What you will do - Write out the entries again exactly as they are given.

Given records -

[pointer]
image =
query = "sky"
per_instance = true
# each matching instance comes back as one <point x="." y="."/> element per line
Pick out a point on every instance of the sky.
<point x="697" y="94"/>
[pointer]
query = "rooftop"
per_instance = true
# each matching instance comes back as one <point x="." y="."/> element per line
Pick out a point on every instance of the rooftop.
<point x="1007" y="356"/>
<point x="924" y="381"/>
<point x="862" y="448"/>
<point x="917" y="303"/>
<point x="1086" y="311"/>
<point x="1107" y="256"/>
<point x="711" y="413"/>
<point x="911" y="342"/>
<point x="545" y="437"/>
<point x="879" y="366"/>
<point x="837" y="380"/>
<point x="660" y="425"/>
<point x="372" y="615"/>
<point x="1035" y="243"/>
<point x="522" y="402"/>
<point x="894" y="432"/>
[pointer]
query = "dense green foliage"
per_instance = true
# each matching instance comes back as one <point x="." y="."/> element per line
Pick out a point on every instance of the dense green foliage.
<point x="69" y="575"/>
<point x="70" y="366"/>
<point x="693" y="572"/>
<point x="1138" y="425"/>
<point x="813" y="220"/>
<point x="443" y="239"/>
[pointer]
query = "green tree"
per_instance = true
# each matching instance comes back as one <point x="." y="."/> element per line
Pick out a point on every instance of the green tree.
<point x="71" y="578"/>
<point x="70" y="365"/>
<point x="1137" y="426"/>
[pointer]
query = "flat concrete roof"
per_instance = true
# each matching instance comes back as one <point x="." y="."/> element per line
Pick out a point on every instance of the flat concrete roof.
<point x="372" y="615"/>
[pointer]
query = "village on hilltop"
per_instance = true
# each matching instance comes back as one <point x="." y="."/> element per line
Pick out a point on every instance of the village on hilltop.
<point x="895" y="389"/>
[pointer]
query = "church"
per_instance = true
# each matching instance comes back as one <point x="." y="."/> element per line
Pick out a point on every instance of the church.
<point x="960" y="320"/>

Task answer -
[pointer]
image =
query = "sky"
per_instance = true
# each matching instance comes back as one <point x="." y="."/> element per line
Pick out a point on every instance of the sky.
<point x="697" y="94"/>
[pointer]
query = "rooftop"
per_instance = true
# each matching instance comes back as one <point x="." y="."/> element per line
Pick out a point on every instance of the rooftop.
<point x="1007" y="356"/>
<point x="924" y="381"/>
<point x="862" y="448"/>
<point x="917" y="303"/>
<point x="1086" y="311"/>
<point x="1107" y="256"/>
<point x="711" y="413"/>
<point x="911" y="342"/>
<point x="545" y="437"/>
<point x="879" y="366"/>
<point x="837" y="380"/>
<point x="660" y="425"/>
<point x="372" y="615"/>
<point x="1035" y="243"/>
<point x="522" y="402"/>
<point x="894" y="432"/>
[pointer]
query = "dense green foliage"
per_instance = true
# each matching instance comes back as one <point x="." y="."/> element per line
Pick out a point on every instance of the dense green foliage.
<point x="69" y="575"/>
<point x="70" y="366"/>
<point x="693" y="572"/>
<point x="1138" y="425"/>
<point x="813" y="220"/>
<point x="443" y="239"/>
[pointer]
query = "green tree"
per_instance = true
# each matching instance comes back as one <point x="." y="."/> element per line
Pick out a point on every instance of the green tree.
<point x="71" y="578"/>
<point x="70" y="365"/>
<point x="1137" y="426"/>
[pointer]
query = "flat concrete roof"
per_instance = true
# each matching instance comes back as one <point x="." y="."/> element per line
Pick out a point on every instance of the flat concrete roof.
<point x="372" y="615"/>
[pointer]
query = "village on hilltop"
per_instance = true
# each matching instance comes back as one <point x="." y="."/> element per line
Pick out a point on every instance of the village on hilltop.
<point x="895" y="389"/>
[pointer]
query = "church"
per_instance = true
# each matching instance comes back as one <point x="." y="."/> element per line
Pick out a point on every instance of the church.
<point x="960" y="320"/>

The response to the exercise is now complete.